═══ DOCUMENT SECTION ═══

[PODCAST] US Open Rundown 11th July 2018
- US begins the process for installing 10% tariffs on USD 200bln of Chinese imports
- European equities hit and investors ditch high-beta currencies as risk-off tone returns
- Looking ahead, highlights include, US PPI, DoEs, BoC rate decision, supply from Germany and the US, ECB’s Mersch, BoE’s Carney, BoC’s Poloz and Fed’s Williams
TRADE
US Trade Representative Lighthizer announced US will impose tariffs of 10% on additional USD 200bln of goods from China, while a senior administration official stated that China is not seriously negotiating on trade and the list of new tariffs will not be implemented for 2 months with the final decision expected after Aug 30th. Furthermore, the new list was said to include electric vehicle batteries, leather products, air conditioners, fridges, furniture, tv components and several metals. (Newswires
China Assistant Commerce Minister said US is escalating trade tensions and that tariffs are a disruption to globalization and international order. The official stated that it is vital to send a positive signal of cooperation and stated ‘if they go low, we go high’ concerning trade. However, Mofcom later commented it strongly opposes US action and reiterated China will take countermeasures, while there were also later comments from China that the US putting out a list is unacceptable, and it will be forced to strike back. (Newswires)
ASIA
Asian stocks slumped across the board with sentiment spooked on increased trade concerns after the US announced a new tariff list on an additional USD 200bln worth of Chinese goods. The renewed US trade offensive picks up from Trump’s threats made last month and in turn weighed heavily on US equity futures as well as Asia-Pac bourses, while some commodities in Shanghai went into free fall alongside the broad risk-averse tone. ASX 200 (-0.7%) and Nikkei 225 (-1.2%) were lower with commodity-related sectors in Australia suffering after declines in the complex in which Shanghai Zinc fell 6% to hit limit down and copper fell to its lowest in about a year, while losses in Tokyo were exacerbated by safe haven flows into the JPY. Elsewhere, Hang Seng (-1.3%) and Shanghai Comp. (-1.8%) took the brunt of the increased trade tensions, although both were off the day’s lows after an initial composed response from China which stated it was vital to send a positive signal of cooperation and suggested that if the US will go low, it will go high. Finally, T-note futures traded higher overnight with prices spurred by the tariff list announcement, while 10yr JGBs were flat after they failed to benefit from the broad risk-averse tone, as well as the BoJ’s presence in the market for JPY 960bln in 1yr-10yr maturities.

═══ GIVEN DATA ═══

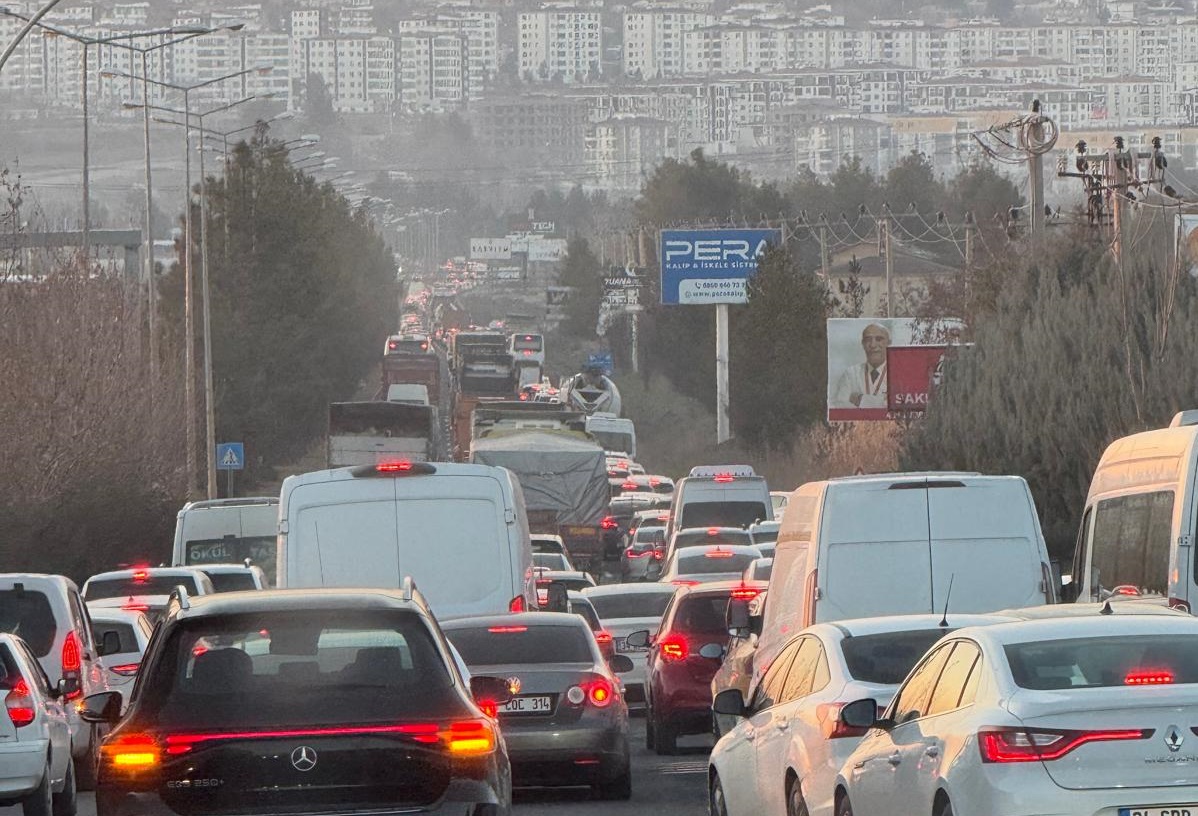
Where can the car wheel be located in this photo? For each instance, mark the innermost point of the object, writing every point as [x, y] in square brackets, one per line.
[665, 738]
[796, 805]
[40, 802]
[717, 805]
[616, 789]
[65, 803]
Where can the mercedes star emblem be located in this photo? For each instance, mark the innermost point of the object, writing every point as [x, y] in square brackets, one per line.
[1173, 738]
[303, 759]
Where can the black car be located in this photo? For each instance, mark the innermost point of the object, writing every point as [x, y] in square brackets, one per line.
[302, 701]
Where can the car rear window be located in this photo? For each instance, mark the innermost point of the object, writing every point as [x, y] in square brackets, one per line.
[123, 632]
[706, 563]
[887, 658]
[30, 616]
[1105, 662]
[151, 585]
[703, 615]
[490, 646]
[233, 581]
[634, 604]
[302, 668]
[703, 538]
[721, 514]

═══

→ **WHAT YOU SHOULD DO**
Carry on the market news rundown on US tariffs on Chinese goods, starting right after its last sentence.

→ **THE RESPONSE**
PBoC skipped open market operations for a net daily drain of CNY 40bln. (Newswires)
PBoC set CNY mid-point at 6.6234 (Prev. 6.6259)
EU/UK/US
UK Conservative Party rebels are said to weigh voting against PM May's Brexit deal which reports suggest could bring down PM May's government later this year. (Newswires)
ECB's Villeroy reiterated the ECB's forward guidance by saying that QE should end in December, and the first rate hike may take place at the earliest "through the summer " of 2019 depending on the inflation outlook. (Newswires)
Fed's Evans states he is now comfortable with one or two more rate hikes this year; citing recent tax cuts, spending increases and more-stable price pressures. (WSJ)
EQUITIES
European equities (Euro Stoxx 50 -1.1%) are following in step with Asian stocks and falling sharply on the back of trade concerns as the US begun the process of imposing new 10% tariffs on a further USD 200bln of Chinese imports. This new list was said to include several metals and as such material names are underperforming alongside energy names (on softer oil prices), but losses are broad based and being seen across all sectors.
21st Century Fox have increased their bid for Sky (-0.6%) to GBP 14.00/share, an independent committee from Sky has said they have reached an agreement on this increased recommended pre-conditional cash offer
FIXED INCOME
Bunds and Gilts both recorded new session peaks earlier, albeit very marginal in the case of the latter, at 162.80 and 123.16 respectively (+42 and +24 ticks), before waning amidst a recovery of sorts in EU stock markets (or a degree of stability to be precise). Core debt futures may also have lost momentum due to issuance ahead of Germany’s new 10 year cash bond and during book building for the UK linker syndication (2041 maturity). In the event, the German auction was relatively well received and orders for the UK I/L swelled to more than GBP 20bln, with GBP 3.25bln sold at the tight end of price indications. Similarly, US Treasuries are off best levels, though still firm awaiting Wall Street’s reaction to latest US-China trade war manoeuvres that started after the closing bell on Tuesday and in advance of a busy agenda that includes PPI data and 10 year note supply.
FX
AUD - Extending recent losses vs its US counterpart and underperformance within the G10 bloc, with a further retreat from near 0.7500 peaks to breach support just ahead of the big figure below (0.7401 was the 10 DMA and support from there not seen until the 61.8% fib around 0.7377). The Aud continues to track US-China import tariff developments as a barometer for wider global trade contagion and repercussions given closest links and relations with China, while its NZD antipodean peer is less sensitive and has held up better as a result – cross back below 1.0900 but Kiwi losing 0.6800 vs the Usd.
CNH/CNY - Taking a direct hit from threats to raise the bar on imports to $250 bn in total by Beijing in response to a further $200 bn Chinese goods and services listed by the White House, but also weaker via the latest PBoC Cny fix amidst ongoing speculation that depreciation could be deployed as another trade war weapon. Usd/Cny closed around 6.6667, with resistance for Usd/Cnh just above 6.7000 subsequently tested.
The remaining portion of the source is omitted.